Glycerophospholipids are a major class of lipids that form the structural foundation of cell membranes. They consist of a glycerol backbone linked to two fatty acid chains and a phosphate-containing head group. These molecules play key roles in membrane fluidity, cell signaling, and membrane trafficking, making them essential for various cellular functions.
Why Analyze Glycerophospholipids?
Quantitative and qualitative assessment of glycerophospholipids is vital for:
- Biomarker discovery in neurodegenerative diseases, cardiovascular disorders, and metabolic syndromes.
- Understanding lipid signaling cascades involved in inflammation and apoptosis.
- Evaluating therapeutic efficacy and drug-lipid interactions in pharmacological studies.
- Profiling lipid remodeling in membrane biology and lipidomics research.
Glycerophospholipids Analysis Service Offered by Creative Proteomics
- Comprehensive lipid profiling: Identification and quantification of hundreds of glycerophospholipid species across multiple classes.
- Targeted analysis of phosphatidylcholine (PC), phosphatidylethanolamine (PE), phosphatidylinositol (PI), phosphatidylserine (PS), phosphatidic acid (PA), phosphatidylglycerol (PG), and more.

◆ ◆ ◆ ◆ ◆ ◆ ◆

■ Assigned task A
Answer these questions from the glycerophospholipid passage, giving each answer on its own line marked (i), (ii), (iii):
(i) What kind of backbone do glycerophospholipids have?
(ii) Which company offers the glycerophospholipids analysis service?
(iii) Which two processes are named as involving lipid signaling cascades?
■ Assigned task B
Rewrite the glycerophospholipid passage from "- Profiling lipid" to "across multiple classes.", renaming "lipid remodeling" as "lipid turnover".
■ Assigned task C
List every glycerophospholipid class that the glycerophospholipid passage names together with an abbreviation.
The stored data entries have no part in this work.

■ Stored data entries
◆ ◆ ◆ ◆ ◆ ◆ ◆

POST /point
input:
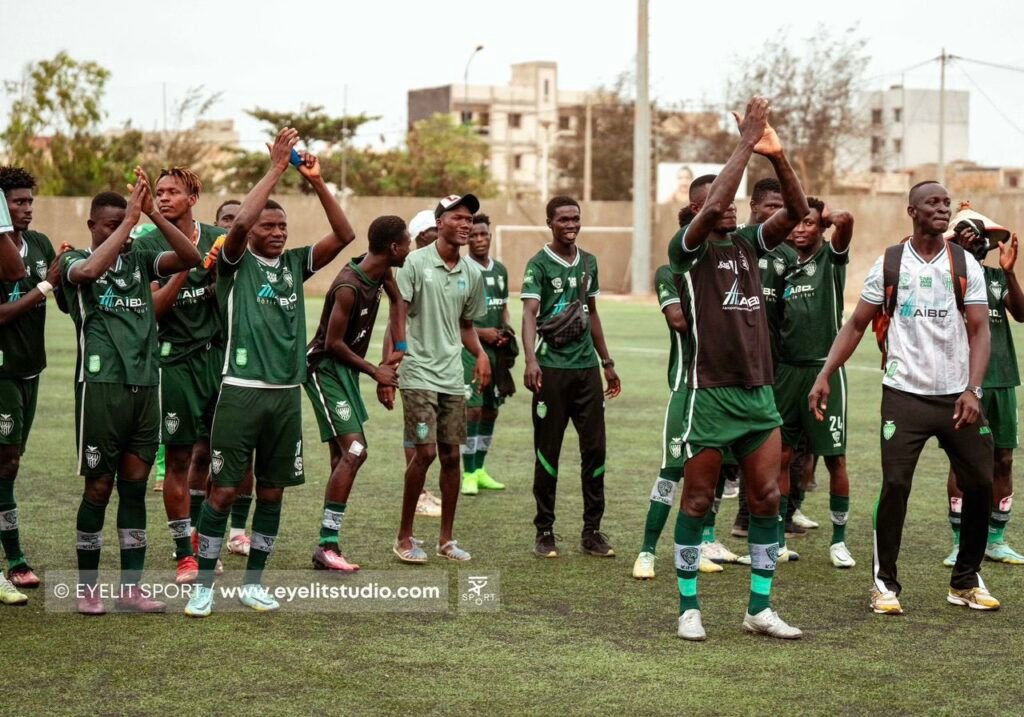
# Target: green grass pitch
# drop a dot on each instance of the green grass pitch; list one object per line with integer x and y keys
{"x": 574, "y": 635}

◆ ◆ ◆ ◆ ◆ ◆ ◆

■ Response area A
(i) A glycerol backbone.
(ii) Creative Proteomics.
(iii) Inflammation and apoptosis.

■ Response area B
- Profiling lipid turnover in membrane biology and lipidomics research.
Glycerophospholipids Analysis Service Offered by Creative Proteomics
- Comprehensive lipid profiling: Identification and quantification of hundreds of glycerophospholipid species across multiple classes.

■ Response area C
- Phosphatidylcholine (PC)
- Phosphatidylethanolamine (PE)
- Phosphatidylinositol (PI)
- Phosphatidylserine (PS)
- Phosphatidic acid (PA)
- Phosphatidylglycerol (PG)